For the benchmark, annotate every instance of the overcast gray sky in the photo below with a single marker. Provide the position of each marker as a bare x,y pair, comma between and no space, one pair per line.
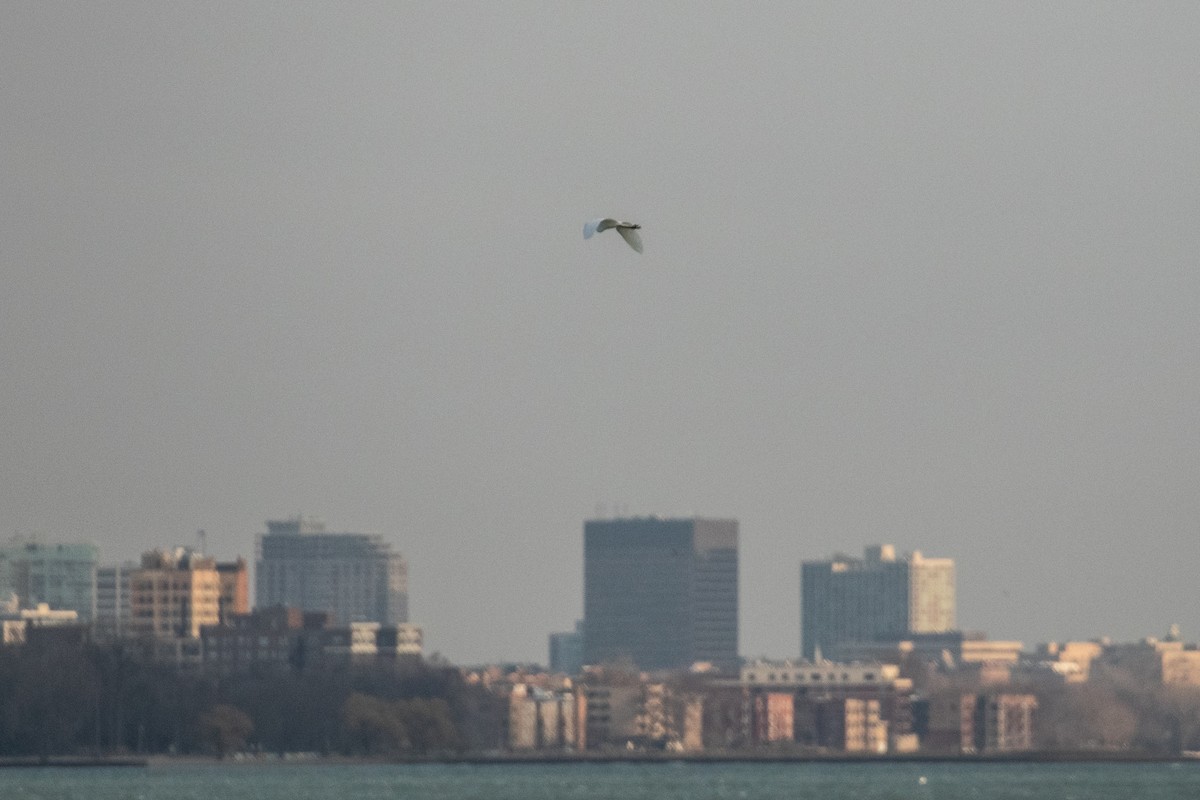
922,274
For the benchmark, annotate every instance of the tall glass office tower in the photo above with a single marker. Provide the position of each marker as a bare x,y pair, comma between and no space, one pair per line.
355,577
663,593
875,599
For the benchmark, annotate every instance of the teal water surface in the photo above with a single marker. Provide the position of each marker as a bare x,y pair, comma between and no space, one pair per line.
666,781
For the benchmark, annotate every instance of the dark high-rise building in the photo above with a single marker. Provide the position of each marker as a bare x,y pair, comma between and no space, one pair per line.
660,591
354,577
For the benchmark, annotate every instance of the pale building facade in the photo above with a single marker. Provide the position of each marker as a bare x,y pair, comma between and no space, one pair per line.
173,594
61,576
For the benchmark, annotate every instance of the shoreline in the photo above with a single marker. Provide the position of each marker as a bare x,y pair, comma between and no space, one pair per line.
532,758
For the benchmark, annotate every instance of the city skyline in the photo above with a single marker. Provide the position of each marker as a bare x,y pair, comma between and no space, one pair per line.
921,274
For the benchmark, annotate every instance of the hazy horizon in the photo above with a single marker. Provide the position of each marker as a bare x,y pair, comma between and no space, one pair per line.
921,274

• • •

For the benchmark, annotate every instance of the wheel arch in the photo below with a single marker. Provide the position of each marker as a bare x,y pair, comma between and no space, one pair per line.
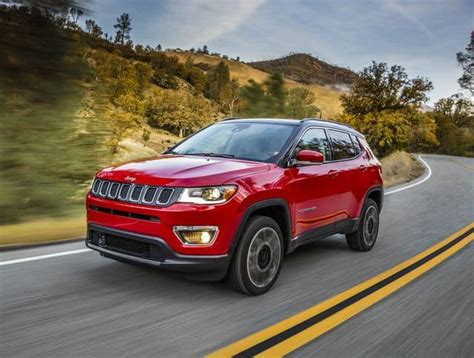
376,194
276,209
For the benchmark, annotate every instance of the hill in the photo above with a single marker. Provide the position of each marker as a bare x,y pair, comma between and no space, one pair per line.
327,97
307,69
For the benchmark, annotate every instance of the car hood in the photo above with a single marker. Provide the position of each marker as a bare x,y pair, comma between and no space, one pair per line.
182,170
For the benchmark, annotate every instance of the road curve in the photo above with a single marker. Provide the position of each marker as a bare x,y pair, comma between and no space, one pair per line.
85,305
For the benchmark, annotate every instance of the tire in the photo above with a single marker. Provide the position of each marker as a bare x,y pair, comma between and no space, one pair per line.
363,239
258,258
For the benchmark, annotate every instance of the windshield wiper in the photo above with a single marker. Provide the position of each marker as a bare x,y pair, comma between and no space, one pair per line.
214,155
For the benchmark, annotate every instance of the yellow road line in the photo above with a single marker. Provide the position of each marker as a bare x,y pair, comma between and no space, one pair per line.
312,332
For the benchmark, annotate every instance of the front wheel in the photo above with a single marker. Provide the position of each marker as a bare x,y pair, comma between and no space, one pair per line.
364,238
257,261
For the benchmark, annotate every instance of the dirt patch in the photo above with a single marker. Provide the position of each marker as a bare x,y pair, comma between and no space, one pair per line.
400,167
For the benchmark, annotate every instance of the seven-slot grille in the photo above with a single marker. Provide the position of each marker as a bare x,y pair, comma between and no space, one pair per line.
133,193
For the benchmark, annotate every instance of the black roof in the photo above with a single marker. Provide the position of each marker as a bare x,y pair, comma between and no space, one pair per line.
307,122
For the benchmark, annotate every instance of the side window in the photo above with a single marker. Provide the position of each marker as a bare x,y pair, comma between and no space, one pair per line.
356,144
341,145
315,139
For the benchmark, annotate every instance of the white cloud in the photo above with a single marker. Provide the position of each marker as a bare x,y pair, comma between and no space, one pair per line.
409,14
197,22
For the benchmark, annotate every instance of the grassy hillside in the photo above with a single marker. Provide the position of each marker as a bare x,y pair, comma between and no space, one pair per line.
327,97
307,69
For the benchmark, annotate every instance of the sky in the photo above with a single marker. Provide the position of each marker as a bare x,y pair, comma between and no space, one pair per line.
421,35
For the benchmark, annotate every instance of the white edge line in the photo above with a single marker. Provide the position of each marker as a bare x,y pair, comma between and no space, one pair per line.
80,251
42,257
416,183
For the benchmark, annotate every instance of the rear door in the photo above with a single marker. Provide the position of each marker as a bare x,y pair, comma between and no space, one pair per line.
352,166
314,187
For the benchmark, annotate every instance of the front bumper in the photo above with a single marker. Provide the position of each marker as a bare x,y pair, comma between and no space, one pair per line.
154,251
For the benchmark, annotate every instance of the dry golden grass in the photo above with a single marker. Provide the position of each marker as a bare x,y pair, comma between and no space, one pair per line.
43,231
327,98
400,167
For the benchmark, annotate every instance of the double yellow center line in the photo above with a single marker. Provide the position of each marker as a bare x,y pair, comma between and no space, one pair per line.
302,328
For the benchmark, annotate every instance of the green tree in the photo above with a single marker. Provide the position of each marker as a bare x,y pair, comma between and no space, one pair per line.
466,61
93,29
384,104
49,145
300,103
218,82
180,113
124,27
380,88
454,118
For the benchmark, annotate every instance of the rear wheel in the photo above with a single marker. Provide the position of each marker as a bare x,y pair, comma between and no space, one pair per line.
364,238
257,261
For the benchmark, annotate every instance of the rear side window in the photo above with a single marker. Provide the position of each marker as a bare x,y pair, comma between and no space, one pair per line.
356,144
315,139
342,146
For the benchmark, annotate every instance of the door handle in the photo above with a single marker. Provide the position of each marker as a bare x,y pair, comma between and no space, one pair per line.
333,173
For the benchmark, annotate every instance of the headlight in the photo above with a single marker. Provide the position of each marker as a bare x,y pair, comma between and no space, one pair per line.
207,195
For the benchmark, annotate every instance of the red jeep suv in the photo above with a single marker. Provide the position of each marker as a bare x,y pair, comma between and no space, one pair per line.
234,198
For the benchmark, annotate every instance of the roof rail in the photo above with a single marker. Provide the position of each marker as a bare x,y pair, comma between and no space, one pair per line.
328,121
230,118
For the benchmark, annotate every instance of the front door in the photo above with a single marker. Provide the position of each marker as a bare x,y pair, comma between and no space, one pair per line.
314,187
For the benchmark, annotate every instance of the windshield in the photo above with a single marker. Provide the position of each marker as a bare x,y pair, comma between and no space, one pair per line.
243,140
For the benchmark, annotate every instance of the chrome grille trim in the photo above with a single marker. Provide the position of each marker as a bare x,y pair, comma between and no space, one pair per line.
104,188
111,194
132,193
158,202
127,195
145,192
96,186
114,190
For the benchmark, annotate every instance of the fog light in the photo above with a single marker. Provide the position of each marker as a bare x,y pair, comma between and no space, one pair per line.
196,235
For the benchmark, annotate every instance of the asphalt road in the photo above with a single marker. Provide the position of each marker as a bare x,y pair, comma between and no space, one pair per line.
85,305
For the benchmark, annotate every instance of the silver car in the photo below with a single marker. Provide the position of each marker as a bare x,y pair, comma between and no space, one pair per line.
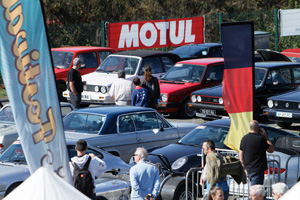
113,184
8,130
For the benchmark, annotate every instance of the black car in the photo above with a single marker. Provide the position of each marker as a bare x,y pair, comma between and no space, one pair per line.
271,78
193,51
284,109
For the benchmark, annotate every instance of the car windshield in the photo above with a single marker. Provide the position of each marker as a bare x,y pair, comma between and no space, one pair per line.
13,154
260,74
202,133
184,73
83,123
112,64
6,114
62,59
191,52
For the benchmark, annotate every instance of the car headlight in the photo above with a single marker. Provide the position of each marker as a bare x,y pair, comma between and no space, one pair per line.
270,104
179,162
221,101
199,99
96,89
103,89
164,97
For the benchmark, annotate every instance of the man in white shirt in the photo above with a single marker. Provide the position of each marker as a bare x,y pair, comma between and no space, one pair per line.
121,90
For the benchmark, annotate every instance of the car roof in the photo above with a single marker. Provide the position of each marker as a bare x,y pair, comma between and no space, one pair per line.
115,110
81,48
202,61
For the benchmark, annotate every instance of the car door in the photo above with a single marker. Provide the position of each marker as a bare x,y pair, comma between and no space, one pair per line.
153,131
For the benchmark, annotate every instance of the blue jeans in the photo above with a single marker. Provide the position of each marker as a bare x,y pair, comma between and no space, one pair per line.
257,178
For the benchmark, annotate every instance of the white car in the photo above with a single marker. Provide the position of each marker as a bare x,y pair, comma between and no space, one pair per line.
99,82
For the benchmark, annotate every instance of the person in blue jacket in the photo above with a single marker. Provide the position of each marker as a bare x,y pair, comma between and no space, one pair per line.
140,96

• • •

**Directions for this task**
Tally the lines in the entries above that contain the string "blue", matching case exactly. Give only the number.

**Written reply**
2